> _WHAT TO PRODUCE_
The records, repeated exactly and in full, are the expected answer.

Dataset items
== == ==

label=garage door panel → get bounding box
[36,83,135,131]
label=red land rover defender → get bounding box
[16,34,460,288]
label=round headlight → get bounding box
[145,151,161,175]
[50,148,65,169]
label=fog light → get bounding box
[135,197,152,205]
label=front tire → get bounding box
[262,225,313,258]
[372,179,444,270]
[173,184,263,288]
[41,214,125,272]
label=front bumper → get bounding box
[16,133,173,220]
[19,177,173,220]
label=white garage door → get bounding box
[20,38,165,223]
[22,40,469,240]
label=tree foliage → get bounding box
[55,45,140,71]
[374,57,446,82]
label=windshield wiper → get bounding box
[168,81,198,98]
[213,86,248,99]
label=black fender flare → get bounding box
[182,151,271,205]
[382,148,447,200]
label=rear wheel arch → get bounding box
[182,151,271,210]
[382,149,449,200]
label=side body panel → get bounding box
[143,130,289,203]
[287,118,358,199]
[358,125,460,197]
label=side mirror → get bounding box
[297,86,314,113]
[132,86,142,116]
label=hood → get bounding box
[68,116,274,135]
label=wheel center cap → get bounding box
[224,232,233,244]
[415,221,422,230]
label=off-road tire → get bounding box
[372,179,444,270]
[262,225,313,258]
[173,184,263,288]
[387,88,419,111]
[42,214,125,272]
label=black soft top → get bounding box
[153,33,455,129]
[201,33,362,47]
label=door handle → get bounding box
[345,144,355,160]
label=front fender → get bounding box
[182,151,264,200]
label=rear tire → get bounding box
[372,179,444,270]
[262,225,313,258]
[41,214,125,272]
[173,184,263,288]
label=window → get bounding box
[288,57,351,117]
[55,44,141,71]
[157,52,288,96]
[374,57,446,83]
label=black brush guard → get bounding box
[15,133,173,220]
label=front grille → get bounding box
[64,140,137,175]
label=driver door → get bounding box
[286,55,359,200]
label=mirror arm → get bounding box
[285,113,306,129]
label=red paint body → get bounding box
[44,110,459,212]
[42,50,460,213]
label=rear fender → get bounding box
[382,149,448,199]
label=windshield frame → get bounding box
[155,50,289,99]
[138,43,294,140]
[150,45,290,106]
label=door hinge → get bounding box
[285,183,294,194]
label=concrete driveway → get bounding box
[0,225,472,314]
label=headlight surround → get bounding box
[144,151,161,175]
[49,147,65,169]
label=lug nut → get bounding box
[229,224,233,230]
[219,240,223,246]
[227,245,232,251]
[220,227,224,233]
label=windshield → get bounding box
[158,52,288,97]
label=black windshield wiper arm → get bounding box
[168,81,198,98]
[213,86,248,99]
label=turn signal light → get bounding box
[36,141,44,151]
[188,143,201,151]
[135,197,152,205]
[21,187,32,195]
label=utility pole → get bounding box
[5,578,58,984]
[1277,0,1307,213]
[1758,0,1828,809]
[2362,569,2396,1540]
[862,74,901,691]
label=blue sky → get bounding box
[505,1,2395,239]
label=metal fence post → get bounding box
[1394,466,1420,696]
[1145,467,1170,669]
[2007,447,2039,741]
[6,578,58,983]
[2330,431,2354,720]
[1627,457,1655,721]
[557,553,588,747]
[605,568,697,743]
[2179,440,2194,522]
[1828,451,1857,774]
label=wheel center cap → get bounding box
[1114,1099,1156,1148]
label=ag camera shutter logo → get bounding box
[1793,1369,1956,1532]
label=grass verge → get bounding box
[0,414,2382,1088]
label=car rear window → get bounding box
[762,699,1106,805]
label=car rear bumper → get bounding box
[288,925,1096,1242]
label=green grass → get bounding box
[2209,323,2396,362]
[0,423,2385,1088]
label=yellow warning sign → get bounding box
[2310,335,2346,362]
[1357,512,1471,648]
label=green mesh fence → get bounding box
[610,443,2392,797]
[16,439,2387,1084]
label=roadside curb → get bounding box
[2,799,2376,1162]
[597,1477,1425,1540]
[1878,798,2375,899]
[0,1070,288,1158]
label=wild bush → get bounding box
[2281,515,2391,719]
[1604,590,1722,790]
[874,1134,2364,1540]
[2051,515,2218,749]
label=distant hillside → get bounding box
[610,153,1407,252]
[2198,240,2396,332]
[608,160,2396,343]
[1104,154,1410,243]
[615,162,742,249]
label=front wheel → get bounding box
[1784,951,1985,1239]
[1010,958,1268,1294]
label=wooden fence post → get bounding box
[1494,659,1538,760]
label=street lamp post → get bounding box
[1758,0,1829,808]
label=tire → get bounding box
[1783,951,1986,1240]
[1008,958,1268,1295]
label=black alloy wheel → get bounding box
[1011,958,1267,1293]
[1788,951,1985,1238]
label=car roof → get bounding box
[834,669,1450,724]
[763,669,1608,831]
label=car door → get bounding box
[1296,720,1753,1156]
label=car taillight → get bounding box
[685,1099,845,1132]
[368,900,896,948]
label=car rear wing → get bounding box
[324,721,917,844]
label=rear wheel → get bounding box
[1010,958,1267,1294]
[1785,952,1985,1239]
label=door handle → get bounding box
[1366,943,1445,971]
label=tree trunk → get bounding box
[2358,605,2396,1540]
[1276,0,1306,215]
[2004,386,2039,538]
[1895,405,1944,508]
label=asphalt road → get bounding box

== == ==

> _ANSWER TO THE EXERCISE_
label=garage door panel → get bounding box
[36,83,135,131]
label=red land rover defender → get bounding box
[16,34,460,288]
label=round headlight → get bounding box
[145,151,161,175]
[50,148,65,169]
label=fog light → get bounding box
[135,197,152,205]
label=front tire → get bounding box
[262,225,313,258]
[372,179,444,270]
[173,184,263,288]
[41,214,125,272]
label=front bumper → get bounding box
[16,133,173,220]
[19,177,173,220]
label=white garage door → get bounding box
[20,38,165,223]
[22,40,469,240]
label=tree foliage → get bounding box
[55,45,140,71]
[374,57,446,82]
label=windshield wiper → get bounding box
[168,81,198,98]
[213,86,248,99]
label=black fender flare → get bounding box
[182,151,271,205]
[382,148,447,200]
label=rear wheel arch → get bounding box
[182,151,271,210]
[382,149,449,200]
label=side body panel → get bounding box
[143,130,289,203]
[287,118,358,199]
[358,125,460,197]
label=side mirror → get bounding box
[297,86,314,113]
[132,86,142,116]
label=hood → get bounding box
[68,116,274,135]
label=wheel center cap → get bounding box
[224,232,233,244]
[415,221,422,230]
label=off-road tire → get bounding box
[372,179,444,270]
[262,225,313,258]
[173,184,263,288]
[387,88,419,111]
[42,214,125,272]
label=black soft top → get bounding box
[153,33,455,129]
[201,33,362,47]
label=door handle → get bounding box
[345,144,355,160]
label=front fender → get bounding box
[182,151,264,200]
label=rear tire → get bounding box
[372,179,444,270]
[262,225,313,258]
[41,214,125,272]
[173,184,263,288]
label=window → get bounding box
[288,57,351,117]
[55,44,141,71]
[157,52,288,96]
[374,57,446,83]
label=black brush guard → get bounding box
[15,133,173,220]
label=front grille → get bounding box
[64,140,137,175]
label=driver door → get bounding box
[286,55,359,200]
label=mirror arm → get bounding box
[285,113,306,129]
label=red paint body → get bounding box
[44,110,459,212]
[42,50,460,213]
label=rear fender → get bounding box
[382,149,448,199]
label=windshield frame → get bounding box
[155,50,289,99]
[138,43,294,140]
[150,45,290,106]
label=door hinge → get bounding box
[285,183,294,194]
label=concrete driveway → get bounding box
[0,225,472,314]
label=headlight surround → get bounding box
[144,151,161,175]
[49,147,65,169]
label=lug nut → get bounding box
[229,224,233,230]
[219,240,223,246]
[227,245,232,251]
[220,227,224,233]
label=windshield → get bounding box
[158,52,288,97]
label=black windshield wiper arm → get bounding box
[168,81,198,98]
[213,86,248,99]
label=turn signal light → get bounding box
[36,141,44,151]
[188,143,201,151]
[135,197,152,205]
[21,187,32,195]
label=utility pole → get bounding box
[5,578,58,984]
[1277,0,1307,213]
[1758,0,1828,809]
[2362,569,2396,1540]
[862,74,901,691]
label=blue sky → get bounding box
[505,1,2395,239]
label=metal fence post → get bounding box
[1394,466,1420,696]
[1145,467,1170,669]
[2007,447,2039,741]
[6,578,58,983]
[2330,431,2354,720]
[1627,457,1655,721]
[557,553,588,747]
[605,568,697,743]
[2179,440,2194,522]
[1828,451,1857,774]
label=wheel center cap → get bounding box
[1114,1099,1156,1148]
label=ag camera shutter logo → get bounding box
[1793,1369,1956,1532]
label=grass verge → get bounding box
[0,414,2382,1088]
label=car rear window → get bounding box
[762,699,1106,805]
label=car rear bumper → get bounding box
[288,925,1096,1242]
label=green grass → get bounding box
[2209,323,2396,362]
[0,423,2385,1088]
label=yellow warning sign → get bounding box
[2310,335,2346,362]
[1357,512,1471,648]
label=green mesh fence → get bounding box
[610,443,2392,797]
[16,439,2387,1084]
label=roadside curb → get bounding box
[2,799,2376,1162]
[597,1477,1425,1540]
[1878,798,2375,899]
[0,1070,288,1158]
label=wild bush → get bounding box
[2281,515,2391,719]
[1604,590,1722,790]
[874,1134,2364,1540]
[2051,515,2218,749]
label=distant hillside → get bounding box
[610,153,1407,252]
[2198,240,2396,332]
[608,160,2396,343]
[1104,154,1410,243]
[615,162,742,249]
label=front wheel → get bounding box
[1784,951,1985,1239]
[1010,958,1268,1294]
label=wooden fence post → get bounding box
[1494,659,1538,760]
label=street lamp post → get bounding box
[1758,0,1829,808]
label=tire → get bounding box
[1783,951,1986,1240]
[1008,958,1268,1295]
label=black alloy wheel → get bounding box
[1011,958,1267,1293]
[1788,951,1985,1238]
label=car roof → get bounding box
[834,669,1450,724]
[763,669,1608,831]
label=car door → get bounding box
[1296,720,1753,1156]
label=car taillight → get bounding box
[685,1099,845,1132]
[368,900,896,948]
label=car rear wing → get bounding box
[324,721,917,844]
label=rear wheel → get bounding box
[1010,958,1267,1294]
[1785,952,1985,1239]
label=door handle → get bounding box
[1366,943,1445,971]
label=tree trunk → get bounding box
[2358,605,2396,1540]
[1276,0,1306,215]
[2004,386,2039,538]
[1895,405,1944,508]
label=asphalt road → get bounding box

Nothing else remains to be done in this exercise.